WRITTEN PROBLEM =
Please print the records below word for word, keeping every line unchanged.

┄┄┄┄┄┄┄┄┄┄

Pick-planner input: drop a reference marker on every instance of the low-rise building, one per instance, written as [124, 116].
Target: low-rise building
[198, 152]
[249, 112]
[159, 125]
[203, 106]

┄┄┄┄┄┄┄┄┄┄

PROBLEM SOLUTION =
Pick-planner input: drop a reference marker on every instance of the low-rise building, one per instance, written as [124, 116].
Target: low-rise building
[198, 152]
[249, 112]
[159, 125]
[203, 106]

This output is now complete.